++++ Text segment ++++

For marketers, almost nothing is as valuable as hearing the unvarnished, unfiltered point-of-view of buyers. At last week’s Massachusetts Tech Leadership Council’s “Cloud Seminar: Choosing the Right Cloud for Your Business,” marketers would have had a lot to listen to.

Speaking to a sophisticated, engineer-centric audience with over 20 years’ experience in development and operations, GitHub’s Mark Imbriaco didn’t pull any punches in presenting his perspective on the myths and realities of the benefits of the cloud.

  • Cost savings? Myth.
  • Means of avoiding IT bottlenecks? Myth.
  • Driver of increased agility and speed to market? Definite reality.

From a value proposition perspective, the implications are clear: be wary of emphasizing cost and operational advantages of your cloud solution because they’ll like meet with skepticism.

A panel discussion featuring engineering executives from Carbonite, Ipswitch, Acquia, and Scribe built on Mr. Imbriaco’s perspective. In responding to questions about their infrastructure evolution, they said that decisions about when and how to deploy IaaS, PaaS, and S(torage)aaS would always be based on the strategic business needs for a given initiative or project: when time-to-market is critical or in which utilization is highly unpredictable, cloud is attractive; in a scenario with consistent demands and a need to control variable costs, cloud is a poor choice.

++++ Information given ++++

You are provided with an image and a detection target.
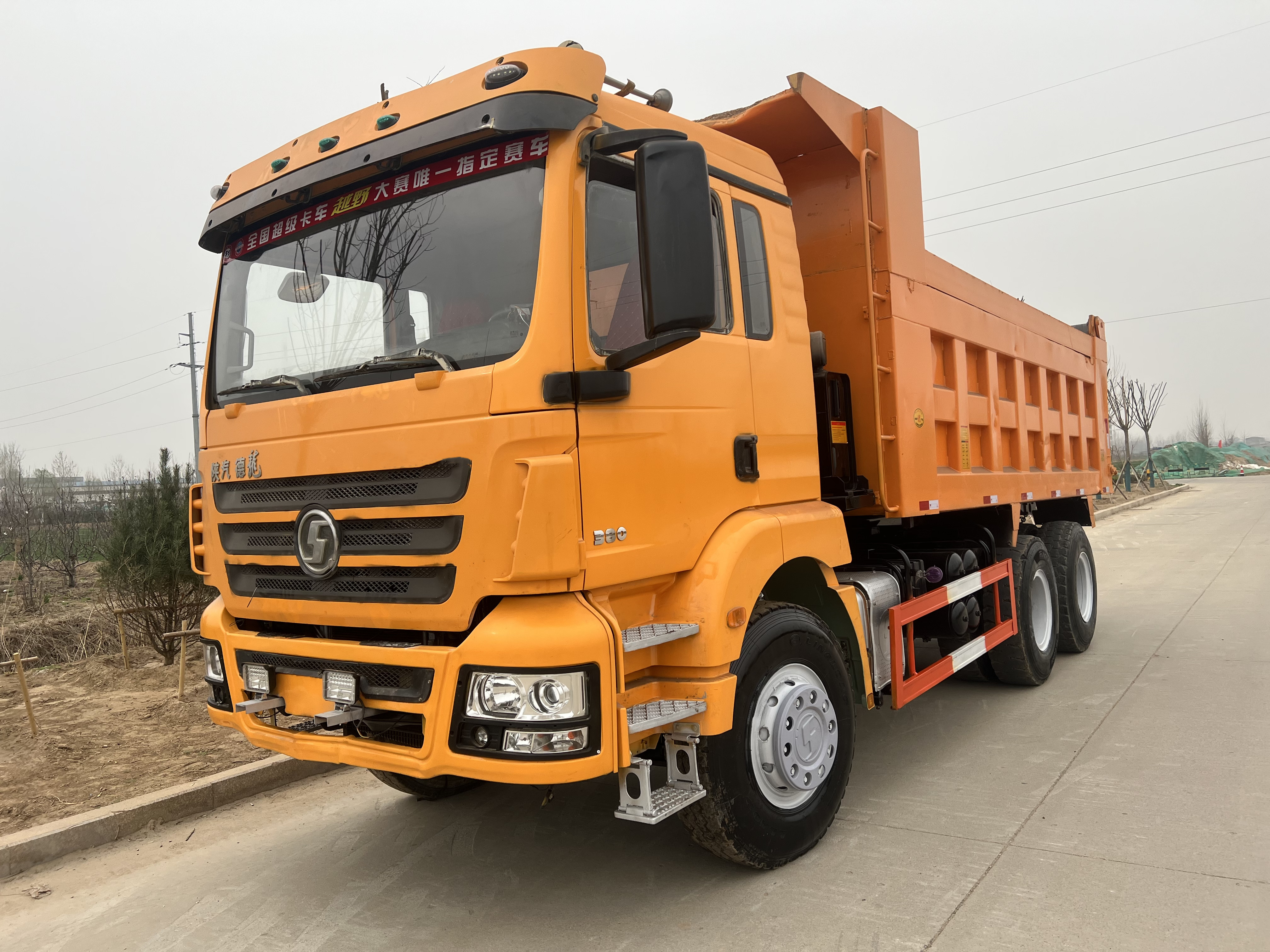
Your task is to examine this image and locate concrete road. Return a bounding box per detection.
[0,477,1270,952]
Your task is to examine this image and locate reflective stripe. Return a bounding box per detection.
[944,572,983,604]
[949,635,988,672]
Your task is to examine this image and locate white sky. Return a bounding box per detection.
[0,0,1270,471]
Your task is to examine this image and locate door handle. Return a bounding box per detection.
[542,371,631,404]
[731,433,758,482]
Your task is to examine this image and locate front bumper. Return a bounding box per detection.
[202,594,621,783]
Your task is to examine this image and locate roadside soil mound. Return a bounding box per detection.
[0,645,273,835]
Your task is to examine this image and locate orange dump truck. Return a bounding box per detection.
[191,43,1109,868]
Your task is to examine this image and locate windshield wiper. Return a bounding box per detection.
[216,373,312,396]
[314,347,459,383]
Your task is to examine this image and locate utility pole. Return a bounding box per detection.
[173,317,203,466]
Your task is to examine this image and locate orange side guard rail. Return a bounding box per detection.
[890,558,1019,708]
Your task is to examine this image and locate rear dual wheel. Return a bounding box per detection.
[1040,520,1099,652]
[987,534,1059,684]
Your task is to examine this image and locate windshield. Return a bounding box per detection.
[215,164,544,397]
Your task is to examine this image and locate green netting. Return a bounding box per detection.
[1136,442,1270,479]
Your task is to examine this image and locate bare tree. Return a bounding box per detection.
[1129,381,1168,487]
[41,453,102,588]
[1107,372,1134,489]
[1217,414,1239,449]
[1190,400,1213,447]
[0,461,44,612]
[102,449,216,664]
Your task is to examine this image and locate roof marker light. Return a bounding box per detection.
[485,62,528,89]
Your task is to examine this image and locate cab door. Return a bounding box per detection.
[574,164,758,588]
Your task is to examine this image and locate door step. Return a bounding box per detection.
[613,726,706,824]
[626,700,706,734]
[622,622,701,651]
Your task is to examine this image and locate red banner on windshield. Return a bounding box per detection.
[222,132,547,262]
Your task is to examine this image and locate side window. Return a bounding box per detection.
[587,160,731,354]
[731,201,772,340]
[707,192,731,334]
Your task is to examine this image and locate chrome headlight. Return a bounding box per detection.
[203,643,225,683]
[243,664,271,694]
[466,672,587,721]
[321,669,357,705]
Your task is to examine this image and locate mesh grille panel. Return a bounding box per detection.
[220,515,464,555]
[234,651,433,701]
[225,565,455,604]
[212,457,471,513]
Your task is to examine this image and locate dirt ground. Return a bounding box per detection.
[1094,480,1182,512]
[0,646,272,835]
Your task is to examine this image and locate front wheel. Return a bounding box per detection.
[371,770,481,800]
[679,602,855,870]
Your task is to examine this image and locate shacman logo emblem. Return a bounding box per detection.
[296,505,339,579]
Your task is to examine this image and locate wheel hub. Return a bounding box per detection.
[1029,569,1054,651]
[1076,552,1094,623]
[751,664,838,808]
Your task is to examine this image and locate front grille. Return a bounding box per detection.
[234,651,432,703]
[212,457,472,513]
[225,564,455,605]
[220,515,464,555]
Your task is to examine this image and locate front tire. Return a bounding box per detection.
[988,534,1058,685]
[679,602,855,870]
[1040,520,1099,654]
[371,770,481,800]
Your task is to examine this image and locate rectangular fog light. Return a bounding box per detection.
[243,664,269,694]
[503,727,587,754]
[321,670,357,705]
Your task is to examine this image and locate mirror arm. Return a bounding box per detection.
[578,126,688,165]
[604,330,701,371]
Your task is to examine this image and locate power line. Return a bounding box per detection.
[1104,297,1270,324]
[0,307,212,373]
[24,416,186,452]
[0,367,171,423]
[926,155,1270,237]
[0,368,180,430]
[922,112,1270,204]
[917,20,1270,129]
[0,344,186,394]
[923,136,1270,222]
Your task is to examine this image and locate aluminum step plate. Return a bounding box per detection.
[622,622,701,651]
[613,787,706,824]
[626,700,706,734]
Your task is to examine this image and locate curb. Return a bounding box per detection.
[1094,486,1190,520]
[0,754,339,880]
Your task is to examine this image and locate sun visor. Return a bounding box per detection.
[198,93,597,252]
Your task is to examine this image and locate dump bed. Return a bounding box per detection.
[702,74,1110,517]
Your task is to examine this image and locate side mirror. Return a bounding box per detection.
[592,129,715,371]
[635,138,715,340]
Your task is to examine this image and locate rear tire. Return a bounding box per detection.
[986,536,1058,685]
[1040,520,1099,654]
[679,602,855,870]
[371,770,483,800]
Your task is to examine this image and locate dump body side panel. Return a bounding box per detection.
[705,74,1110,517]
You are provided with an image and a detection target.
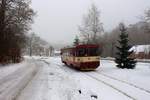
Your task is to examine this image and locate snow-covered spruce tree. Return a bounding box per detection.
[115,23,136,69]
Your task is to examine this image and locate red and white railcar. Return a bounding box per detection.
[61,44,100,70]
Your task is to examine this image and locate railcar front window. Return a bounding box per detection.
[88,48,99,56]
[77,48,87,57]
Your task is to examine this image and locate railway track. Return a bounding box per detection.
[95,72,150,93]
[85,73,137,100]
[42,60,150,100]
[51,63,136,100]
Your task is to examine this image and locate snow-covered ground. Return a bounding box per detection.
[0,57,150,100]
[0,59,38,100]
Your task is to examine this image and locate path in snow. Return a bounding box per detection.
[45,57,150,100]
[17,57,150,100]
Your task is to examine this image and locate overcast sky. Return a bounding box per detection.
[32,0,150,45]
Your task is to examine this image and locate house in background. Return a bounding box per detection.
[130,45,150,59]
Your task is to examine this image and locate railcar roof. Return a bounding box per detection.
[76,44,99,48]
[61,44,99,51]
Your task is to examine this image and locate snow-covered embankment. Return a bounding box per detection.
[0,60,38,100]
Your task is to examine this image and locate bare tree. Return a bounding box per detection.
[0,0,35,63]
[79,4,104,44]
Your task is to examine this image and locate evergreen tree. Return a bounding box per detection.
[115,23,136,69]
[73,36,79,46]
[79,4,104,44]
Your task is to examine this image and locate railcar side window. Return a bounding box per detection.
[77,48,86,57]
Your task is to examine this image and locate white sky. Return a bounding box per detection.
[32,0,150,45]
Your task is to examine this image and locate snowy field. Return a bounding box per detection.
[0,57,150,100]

++++
++++ Information given ++++

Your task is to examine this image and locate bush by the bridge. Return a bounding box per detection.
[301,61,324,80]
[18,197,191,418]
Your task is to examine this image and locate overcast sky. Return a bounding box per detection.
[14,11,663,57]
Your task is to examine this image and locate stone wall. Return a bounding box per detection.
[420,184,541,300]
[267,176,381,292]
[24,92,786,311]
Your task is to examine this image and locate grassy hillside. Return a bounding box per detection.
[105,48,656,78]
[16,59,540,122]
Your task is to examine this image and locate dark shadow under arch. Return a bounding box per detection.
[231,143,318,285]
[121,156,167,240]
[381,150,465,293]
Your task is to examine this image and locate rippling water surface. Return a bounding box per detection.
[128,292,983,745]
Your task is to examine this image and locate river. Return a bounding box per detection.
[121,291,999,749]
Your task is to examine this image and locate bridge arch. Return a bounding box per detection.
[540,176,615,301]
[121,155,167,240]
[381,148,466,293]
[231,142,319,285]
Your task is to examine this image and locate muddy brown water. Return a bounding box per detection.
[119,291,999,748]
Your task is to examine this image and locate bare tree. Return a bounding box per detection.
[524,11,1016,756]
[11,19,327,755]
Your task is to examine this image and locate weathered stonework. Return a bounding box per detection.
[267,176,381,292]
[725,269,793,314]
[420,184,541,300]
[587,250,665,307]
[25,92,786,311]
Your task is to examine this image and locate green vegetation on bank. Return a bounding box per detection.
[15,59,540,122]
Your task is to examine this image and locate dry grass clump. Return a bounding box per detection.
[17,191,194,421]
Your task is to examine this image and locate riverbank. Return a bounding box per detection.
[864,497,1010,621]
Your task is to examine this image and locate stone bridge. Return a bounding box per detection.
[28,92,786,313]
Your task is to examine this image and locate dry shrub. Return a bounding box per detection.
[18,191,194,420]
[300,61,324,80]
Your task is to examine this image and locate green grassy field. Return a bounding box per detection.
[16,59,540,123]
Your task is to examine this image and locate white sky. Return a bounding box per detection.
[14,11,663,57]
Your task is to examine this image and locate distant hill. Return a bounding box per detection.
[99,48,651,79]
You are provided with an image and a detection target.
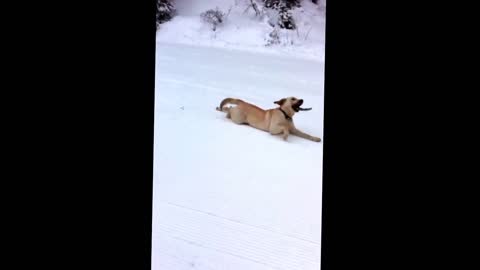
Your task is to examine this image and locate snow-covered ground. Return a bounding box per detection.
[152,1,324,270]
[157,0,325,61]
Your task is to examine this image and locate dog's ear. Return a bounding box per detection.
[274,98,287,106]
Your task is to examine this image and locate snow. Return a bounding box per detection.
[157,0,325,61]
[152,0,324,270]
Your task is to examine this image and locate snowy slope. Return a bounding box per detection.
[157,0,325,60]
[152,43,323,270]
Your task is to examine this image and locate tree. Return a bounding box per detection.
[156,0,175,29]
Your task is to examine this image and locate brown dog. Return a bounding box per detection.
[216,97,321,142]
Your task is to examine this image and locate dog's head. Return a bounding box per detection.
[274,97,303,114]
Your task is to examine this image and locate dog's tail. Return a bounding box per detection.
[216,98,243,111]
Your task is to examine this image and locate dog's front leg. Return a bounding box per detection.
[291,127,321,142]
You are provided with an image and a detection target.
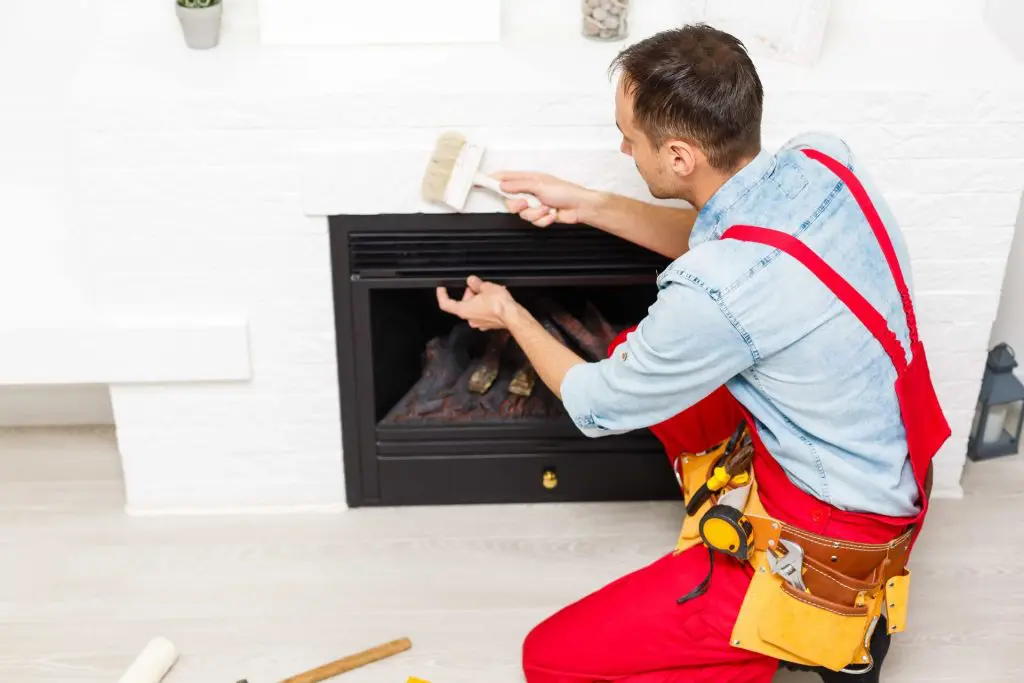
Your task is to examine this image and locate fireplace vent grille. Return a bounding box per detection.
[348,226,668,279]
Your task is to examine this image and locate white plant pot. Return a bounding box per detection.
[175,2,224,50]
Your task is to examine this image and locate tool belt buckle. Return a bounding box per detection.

++++

:: What to work on ::
Could you retype the write-up on the cloud seminar in full, with every word and mark unchanged? The material above stands apart from the write-up on the cloud seminar.

:: Answer below ::
For marketers, almost nothing is as valuable as hearing the unvarnished, unfiltered point-of-view of buyers. At last week’s Massachusetts Tech Leadership Council’s “Cloud Seminar: Choosing the Right Cloud for Your Business,” marketers would have had a lot to listen to.

Speaking to a sophisticated, engineer-centric audience with over 20 years’ experience in development and operations, GitHub’s Mark Imbriaco didn’t pull any punches in presenting his perspective on the myths and realities of the benefits of the cloud.

  • Cost savings? Myth.
  • Means of avoiding IT bottlenecks? Myth.
  • Driver of increased agility and speed to market? Definite reality.

From a value proposition perspective, the implications are clear: be wary of emphasizing cost and operational advantages of your cloud solution because they’ll like meet with skepticism.

A panel discussion featuring engineering executives from Carbonite, Ipswitch, Acquia, and Scribe built on Mr. Imbriaco’s perspective. In responding to questions about their infrastructure evolution, they said that decisions about when and how to deploy IaaS, PaaS, and S(torage)aaS would always be based on the strategic business needs for a given initiative or project: when time-to-market is critical or in which utilization is highly unpredictable, cloud is attractive; in a scenario with consistent demands and a need to control variable costs, cloud is a poor choice.